━━ Passage shown

The Air Force picked longtime defense IT contractor Leidos to develop and manage the guts of the service’s next-gen command, control, and communications network Defense One has learned. 

The $303 million contract covers “planning, analysis, and operations” for the digital infrastructure network of the Air Force’s Advanced Battle Management System—a key component of the service’s contribution to the Pentagon’s connect-everything effort, called Joint All-Domain Command and Control, or JADC2. The Air Force also recently announced plans to bring more industry partners in to ABMS experiments.

The Air Force’s program executive office for command, control, communications and battle management runs point on ABMS and has been expanding its use of cloud-based command and control tools as part of its overall digital infrastructure plans for operators to improve battlefield communication. 

But the contract, which runs for three years with an option for two more, puts Leidos as the lead for stitching technologies together for ABMS’ Digital Infrastructure Network.

Defense One spoke with Chad Haferbier, who leads Leidos’ multi-domain solutions division, to understand more about this largely classified initiative. He said the first order of business is sitting down with Air Force leadership to understand “what they want to field, and how we can help them do that, and how we want to organize,” then hiring more people to work on the solutions.  

What’s the significance of this contract for the Air Force’s Battle Network, the service’s contribution to JADC2, and ABMS effort, which falls under that?

The digital infrastructure is the backbone for the modernization aspects of battle management command and control. How do you start to connect things and share data and process that data? How do you build a network and manage that network and keep that operational and secure [while moving] data from tactical edge to operational, strategic decision makers?

And if they’re fielding elements of that network, we’re going to be their partners to support them to make that vision a reality.

What does that look like?

This element is more focused on the infrastructure than it would be on the applications. [That means] supporting the Department of the Air Force in terms of where do we need to put this infrastructure to start to expose and share this data and keep it secure? And then move it to those, whether it be a tactical node or operational node or a tech or a strategic code—and that’s all, speculation, I would say—and move that data to inform decision makers… in order to make those decisions in a timely manner. 

The DAF is really set out—and I’m super proud of that team, because they have actually turned all of these ideas and lightning bolts on PowerPoint charts into programs of record. And they’ve secured a budget from the Congress to go make investments to realize that connected-network vision. And the digital infrastructure is just a fundamental core element of that.

How does this fold into the other work Leidos is doing in the JADC2 space, for the Air Force or elsewhere across the DOD?

━━━━

Please carry on the interview about the Leidos contract for the Air Force's Advanced Battle Management System, starting after its last line. The entries below were taken from a separate source and have no connection to the interview.

━━ Dataset extract

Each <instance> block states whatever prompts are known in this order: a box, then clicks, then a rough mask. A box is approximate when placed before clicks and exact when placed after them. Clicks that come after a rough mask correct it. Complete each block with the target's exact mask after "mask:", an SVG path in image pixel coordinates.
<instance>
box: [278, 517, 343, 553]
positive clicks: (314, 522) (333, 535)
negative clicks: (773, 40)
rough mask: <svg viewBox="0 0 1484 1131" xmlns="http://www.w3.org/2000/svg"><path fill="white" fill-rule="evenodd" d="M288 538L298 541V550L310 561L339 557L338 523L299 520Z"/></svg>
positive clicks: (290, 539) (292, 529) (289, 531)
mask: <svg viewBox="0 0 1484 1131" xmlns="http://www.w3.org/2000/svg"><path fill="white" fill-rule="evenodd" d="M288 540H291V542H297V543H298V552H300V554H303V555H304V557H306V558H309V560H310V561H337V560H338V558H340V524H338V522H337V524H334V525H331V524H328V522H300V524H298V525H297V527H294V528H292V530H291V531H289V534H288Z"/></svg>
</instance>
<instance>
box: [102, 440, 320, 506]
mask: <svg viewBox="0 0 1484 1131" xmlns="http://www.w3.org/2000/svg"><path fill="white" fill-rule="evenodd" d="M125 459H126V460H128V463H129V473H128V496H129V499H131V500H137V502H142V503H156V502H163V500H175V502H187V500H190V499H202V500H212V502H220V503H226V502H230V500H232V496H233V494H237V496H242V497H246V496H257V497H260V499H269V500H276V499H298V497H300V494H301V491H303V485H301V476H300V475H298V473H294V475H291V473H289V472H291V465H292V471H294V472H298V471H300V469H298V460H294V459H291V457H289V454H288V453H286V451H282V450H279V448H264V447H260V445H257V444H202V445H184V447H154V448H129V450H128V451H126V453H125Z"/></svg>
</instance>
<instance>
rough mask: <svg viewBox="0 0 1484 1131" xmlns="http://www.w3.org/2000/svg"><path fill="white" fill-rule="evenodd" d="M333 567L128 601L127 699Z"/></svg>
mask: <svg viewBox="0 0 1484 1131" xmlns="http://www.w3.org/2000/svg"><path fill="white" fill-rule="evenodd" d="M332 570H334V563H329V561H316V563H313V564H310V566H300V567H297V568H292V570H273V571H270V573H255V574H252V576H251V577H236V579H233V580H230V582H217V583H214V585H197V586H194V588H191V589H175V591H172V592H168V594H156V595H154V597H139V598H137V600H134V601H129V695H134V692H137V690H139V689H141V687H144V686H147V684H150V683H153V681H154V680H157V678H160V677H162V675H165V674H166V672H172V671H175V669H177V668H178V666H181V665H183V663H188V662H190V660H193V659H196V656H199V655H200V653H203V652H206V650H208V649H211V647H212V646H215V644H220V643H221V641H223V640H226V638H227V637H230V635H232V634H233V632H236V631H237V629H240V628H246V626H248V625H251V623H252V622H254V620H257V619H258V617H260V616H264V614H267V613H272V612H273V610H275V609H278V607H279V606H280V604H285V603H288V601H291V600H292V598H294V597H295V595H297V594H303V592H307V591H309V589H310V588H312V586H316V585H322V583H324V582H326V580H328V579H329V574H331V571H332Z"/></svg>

━━━━

# Result for this task
We’re also making [independent research and development, or] IRAD investments in command and control applications, AI/[machine learning]-informed code generation. How do we start to bring in other domains in a meaningful way, and filter that data for the decision maker for what they need…so that we can be a preferred partner higher on the stack…as we start to bring all this data together.

Have you been able to successfully do anything like this on the scale already? Even if it’s in a lab where you’re gathering a bunch of information from disparate locations. 

Proof points on our ability to be the integrator from the digital infrastructure side: The DISA contracts that we have and the Navy contracts. 

There are examples where we’re showing our ability to make sense of all that data. A program that is also part of my team in [the Air Force’s Command and Control Incident Management Emergency Response Application, or] C2IMERA would be an example where we are collecting data from multiple sources to help assist base management in a crisis scenario. [During the] withdrawal from Afghanistan, C2IMERA was used pretty heavily to assist in those decision makers’ ability to take all that data and make good decisions with the information.

Let’s say all of this goes well with the Air Force. This is a limited contract. How are you thinking about integrating and feeding into the bigger beast of combined joint all-domain command and control across the entire joint force?

Because we’re fully dedicated corporately to open architecture, not proprietary frameworks. What you’ve seen in the past are proprietary boundaries between systems, and so to have an integrator that is fully willing to tie their business strategy to being a trusted partner and deliver that open architecture and backwards compatibility. To me, that’s why Leidos is a great selection to help with that.

Even if there’s open architecture, there can still be policy challenges when trying to link technologies. 

The recent news that [Maj. Gen.] Cropsey has become the executive agent for the Joint Fires Network in INDOPACOM is a great example of how a single acquisition entity can start to stitch together the services from a single service.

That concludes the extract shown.